### ASSIGNMENT
For each line in the data below, write an exact copy.

### DATA PROVIDED
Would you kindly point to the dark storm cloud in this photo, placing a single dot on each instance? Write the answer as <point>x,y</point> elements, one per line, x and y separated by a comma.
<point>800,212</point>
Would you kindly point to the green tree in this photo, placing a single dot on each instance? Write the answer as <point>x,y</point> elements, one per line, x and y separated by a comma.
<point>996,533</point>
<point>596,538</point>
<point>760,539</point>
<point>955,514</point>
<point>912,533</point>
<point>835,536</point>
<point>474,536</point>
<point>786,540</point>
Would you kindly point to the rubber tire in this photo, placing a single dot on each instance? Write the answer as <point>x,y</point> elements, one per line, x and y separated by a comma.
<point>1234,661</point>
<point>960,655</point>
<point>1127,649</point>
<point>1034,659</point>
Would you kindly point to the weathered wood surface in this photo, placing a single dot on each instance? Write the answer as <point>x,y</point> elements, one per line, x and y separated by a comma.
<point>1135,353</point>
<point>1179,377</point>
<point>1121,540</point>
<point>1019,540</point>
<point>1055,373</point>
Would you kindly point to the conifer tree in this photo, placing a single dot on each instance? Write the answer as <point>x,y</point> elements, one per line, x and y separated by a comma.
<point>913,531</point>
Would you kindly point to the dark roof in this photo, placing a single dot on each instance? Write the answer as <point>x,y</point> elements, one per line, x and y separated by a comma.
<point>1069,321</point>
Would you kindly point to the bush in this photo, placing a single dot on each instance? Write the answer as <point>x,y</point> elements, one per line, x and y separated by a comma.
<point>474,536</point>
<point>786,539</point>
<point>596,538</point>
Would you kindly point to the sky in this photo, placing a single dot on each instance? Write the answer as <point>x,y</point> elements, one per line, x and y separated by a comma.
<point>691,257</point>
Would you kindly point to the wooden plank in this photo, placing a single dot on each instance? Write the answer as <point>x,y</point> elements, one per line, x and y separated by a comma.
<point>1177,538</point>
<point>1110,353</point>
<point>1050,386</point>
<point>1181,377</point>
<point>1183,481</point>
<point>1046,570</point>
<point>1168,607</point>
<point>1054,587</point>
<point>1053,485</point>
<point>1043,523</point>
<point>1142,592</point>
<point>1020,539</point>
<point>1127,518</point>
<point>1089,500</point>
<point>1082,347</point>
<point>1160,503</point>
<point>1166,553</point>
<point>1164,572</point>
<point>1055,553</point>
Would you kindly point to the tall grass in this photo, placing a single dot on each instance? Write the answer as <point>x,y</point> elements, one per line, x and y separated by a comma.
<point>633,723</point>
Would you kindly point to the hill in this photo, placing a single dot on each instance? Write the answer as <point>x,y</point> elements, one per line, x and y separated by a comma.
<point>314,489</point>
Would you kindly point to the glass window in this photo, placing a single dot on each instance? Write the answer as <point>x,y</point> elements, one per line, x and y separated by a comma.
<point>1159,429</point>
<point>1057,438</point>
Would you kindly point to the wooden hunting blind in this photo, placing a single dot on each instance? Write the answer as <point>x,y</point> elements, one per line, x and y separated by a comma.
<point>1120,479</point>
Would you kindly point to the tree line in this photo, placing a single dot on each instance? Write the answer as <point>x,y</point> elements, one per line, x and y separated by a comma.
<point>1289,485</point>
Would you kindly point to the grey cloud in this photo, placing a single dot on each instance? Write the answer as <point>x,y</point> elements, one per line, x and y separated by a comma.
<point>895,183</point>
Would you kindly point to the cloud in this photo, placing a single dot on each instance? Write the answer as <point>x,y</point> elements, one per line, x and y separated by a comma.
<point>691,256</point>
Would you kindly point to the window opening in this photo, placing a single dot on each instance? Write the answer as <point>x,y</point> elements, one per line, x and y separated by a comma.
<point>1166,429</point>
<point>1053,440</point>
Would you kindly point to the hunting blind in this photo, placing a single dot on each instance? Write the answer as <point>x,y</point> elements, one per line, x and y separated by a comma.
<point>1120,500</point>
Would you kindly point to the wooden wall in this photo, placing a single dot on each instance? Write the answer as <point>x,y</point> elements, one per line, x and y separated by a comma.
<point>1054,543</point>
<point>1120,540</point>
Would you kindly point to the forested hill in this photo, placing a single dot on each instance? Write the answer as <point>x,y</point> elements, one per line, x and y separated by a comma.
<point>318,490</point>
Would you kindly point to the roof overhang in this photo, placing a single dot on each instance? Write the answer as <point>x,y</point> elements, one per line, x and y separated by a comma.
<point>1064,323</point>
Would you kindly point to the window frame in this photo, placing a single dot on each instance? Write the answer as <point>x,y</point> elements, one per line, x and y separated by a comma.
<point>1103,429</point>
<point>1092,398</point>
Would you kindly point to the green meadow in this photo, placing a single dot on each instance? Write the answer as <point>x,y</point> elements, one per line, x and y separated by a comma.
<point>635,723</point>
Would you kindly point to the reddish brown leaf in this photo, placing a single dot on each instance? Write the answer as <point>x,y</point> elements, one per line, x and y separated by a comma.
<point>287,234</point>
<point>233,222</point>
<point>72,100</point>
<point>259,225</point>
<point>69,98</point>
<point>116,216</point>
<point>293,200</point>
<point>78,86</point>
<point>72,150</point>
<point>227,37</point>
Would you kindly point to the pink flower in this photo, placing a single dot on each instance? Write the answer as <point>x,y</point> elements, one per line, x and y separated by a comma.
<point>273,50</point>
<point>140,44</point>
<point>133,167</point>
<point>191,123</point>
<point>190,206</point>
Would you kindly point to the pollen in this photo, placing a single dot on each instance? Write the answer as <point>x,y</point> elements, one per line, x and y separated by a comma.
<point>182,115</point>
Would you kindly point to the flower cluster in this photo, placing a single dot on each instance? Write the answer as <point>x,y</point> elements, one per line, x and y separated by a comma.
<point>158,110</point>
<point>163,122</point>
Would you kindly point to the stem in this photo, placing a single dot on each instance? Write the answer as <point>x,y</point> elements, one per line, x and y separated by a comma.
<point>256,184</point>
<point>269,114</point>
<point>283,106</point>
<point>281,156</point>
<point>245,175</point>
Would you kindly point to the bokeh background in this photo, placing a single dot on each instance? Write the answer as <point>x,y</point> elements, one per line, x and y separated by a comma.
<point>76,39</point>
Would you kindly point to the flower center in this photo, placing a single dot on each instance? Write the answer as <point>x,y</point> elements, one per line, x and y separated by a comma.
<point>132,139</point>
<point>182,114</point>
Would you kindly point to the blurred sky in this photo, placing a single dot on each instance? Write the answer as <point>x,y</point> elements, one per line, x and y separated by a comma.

### EXERCISE RESULT
Would you kindly point to the dark storm cloud in this photo, placing a single dot on each instance? Write the answer as <point>x,y</point> elements, one per line, x and y separated by a comma.
<point>800,212</point>
Would you kindly point to the green tree in this photo, placing a single dot on each instance? Write the answer as <point>x,y</point> elements, one per line, x and y separated by a comma.
<point>996,533</point>
<point>596,538</point>
<point>760,539</point>
<point>955,514</point>
<point>912,533</point>
<point>835,536</point>
<point>474,536</point>
<point>786,540</point>
Would you kindly point to the rubber tire in this photo, placing a single dot on each instance? Write the answer as <point>x,y</point> elements, one per line, x and y separated by a comma.
<point>1234,661</point>
<point>960,655</point>
<point>1127,649</point>
<point>1034,659</point>
Would you kindly point to the weathered wood surface in this photo, placing a single dot on each instance? Write the answer as <point>x,y</point> elements, one per line, x and y separated by a comma.
<point>1135,353</point>
<point>1179,377</point>
<point>1121,540</point>
<point>1019,540</point>
<point>1055,373</point>
Would you kindly point to the conifer tree in this photo, placing a single dot on each instance? Write the answer as <point>x,y</point> elements, one per line, x and y separated by a comma.
<point>913,531</point>
Would you kindly point to the dark roof in this photo, placing a single dot on each instance? Write the answer as <point>x,y</point> elements, one per line, x and y separated by a comma.
<point>1069,321</point>
Would you kindly point to the bush in this photo, placing a single dot on each instance? Write the answer as <point>x,y</point> elements, one per line, x and y separated by a comma.
<point>474,536</point>
<point>786,539</point>
<point>596,538</point>
Would you kindly point to the sky in this photo, placing a single dot on each instance? Write the answer as <point>x,y</point> elements, one per line, x and y separated by a comma.
<point>691,257</point>
Would you kindly point to the wooden plank in this photo, placing a single dot on each instance? Write the answer as <point>x,y</point> elements, one per line, x and y separated by a comma.
<point>1177,538</point>
<point>1110,353</point>
<point>1050,386</point>
<point>1181,377</point>
<point>1183,481</point>
<point>1046,570</point>
<point>1168,607</point>
<point>1054,587</point>
<point>1053,485</point>
<point>1043,523</point>
<point>1142,592</point>
<point>1020,539</point>
<point>1127,518</point>
<point>1089,500</point>
<point>1082,347</point>
<point>1160,503</point>
<point>1166,553</point>
<point>1164,572</point>
<point>1055,553</point>
Would you kindly point to the tall grass in this photo, placing a single dot on each instance? Write the answer as <point>x,y</point> elements, one per line, x and y separated by a comma.
<point>633,723</point>
Would you kindly point to the hill in this photo, placing a single dot on each instance? Write the answer as <point>x,y</point> elements, one per line, x and y separated by a comma.
<point>314,489</point>
Would you kindly point to the glass window in this photo, placing a single dot on each instance? Write the answer as <point>x,y</point> elements, one per line, x and y separated by a comma.
<point>1159,429</point>
<point>1057,438</point>
Would you kindly point to the wooden hunting blind in this photo, placing a single dot on each instance? Write the answer as <point>x,y</point> elements, one per line, x and y separated by a comma.
<point>1120,479</point>
Would you kindly point to the tree line in this photo, placing a single dot on each instance? Write the answer as <point>x,y</point> elements, one per line, x and y separated by a comma.
<point>1289,485</point>
Would you kindly point to the grey cloud in this photo, placing a single dot on each instance? Write the answer as <point>x,y</point> elements, one per line, x and y separated by a comma.
<point>895,183</point>
Would you kindly point to the cloud in this photo, placing a single dot on each instance? Write the answer as <point>x,y</point> elements, one per line, x and y separated by a comma.
<point>691,256</point>
Would you kindly point to the window opening in this photo, placing a single dot on each instance? Write the answer as <point>x,y</point> elements, one per line, x and y separated by a comma.
<point>1166,429</point>
<point>1053,440</point>
Would you kindly point to the hunting blind in this photo, placing a single dot on each instance? Write the answer as <point>x,y</point> elements, one per line, x and y separated by a comma.
<point>1120,500</point>
Would you kindly point to the wooden wall in this photo, placing a single dot on each instance? Write the answer as <point>x,y</point> elements, one per line, x and y separated by a comma.
<point>1054,543</point>
<point>1120,540</point>
Would you kindly point to the forested hill in this photo, placing a single dot on each instance? Write the answer as <point>x,y</point> elements, one per line, x and y separated by a comma.
<point>318,490</point>
Would you kindly point to the roof overhang in this photo, placing a single dot on each instance? Write the answer as <point>x,y</point> elements, one per line, x and y separated by a comma.
<point>1064,323</point>
Would you kindly point to the window frame in this photo, placing a single dot on each instance? Write the answer as <point>x,y</point> elements, one per line, x and y separated by a comma.
<point>1103,429</point>
<point>1092,398</point>
Would you kindly point to the green meadow in this photo, placing a single dot on each instance? Write the answer as <point>x,y</point> elements, one per line, x and y separated by a comma.
<point>635,723</point>
Would you kindly point to the reddish brown leaf in this photo, placing a single dot on each instance? Write the answer as <point>x,y</point> elements, one per line, x and y separated by a comma.
<point>287,234</point>
<point>233,222</point>
<point>72,100</point>
<point>259,225</point>
<point>69,98</point>
<point>116,216</point>
<point>293,200</point>
<point>78,86</point>
<point>72,150</point>
<point>227,37</point>
Would you kindly point to the pink flower in this photo, placing a single dot on each instance? Write the answer as <point>x,y</point> elements, one per line, x and y separated by a comma.
<point>273,50</point>
<point>140,44</point>
<point>133,167</point>
<point>191,123</point>
<point>190,206</point>
Would you kindly point to the pollen in this photo, placing a single dot on each instance? Write the answer as <point>x,y</point> elements, one per line, x and y separated by a comma.
<point>182,115</point>
Would you kindly point to the flower cluster in this photo, placing a single dot on each instance? Write the answer as <point>x,y</point> elements, one per line, x and y separated by a comma.
<point>158,110</point>
<point>163,122</point>
Would you kindly point to the stem in this photo, placing a single dot on each instance? Write the answer as <point>x,y</point> elements, one per line, x and y separated by a comma.
<point>256,184</point>
<point>269,114</point>
<point>283,106</point>
<point>281,156</point>
<point>245,175</point>
Would you kindly point to the bokeh background in this photo, placing a single dot on each instance? Write the answer as <point>x,y</point> elements, one per line, x and y separated by a comma.
<point>76,39</point>
Would you kindly point to the flower center in this photo, placing a single dot on each instance? Write the answer as <point>x,y</point> elements, one per line, x and y separated by a comma.
<point>132,139</point>
<point>182,114</point>
Would you kindly point to the blurred sky in this photo, placing a single dot on each instance? Write the answer as <point>x,y</point> elements, one per line, x and y separated by a comma.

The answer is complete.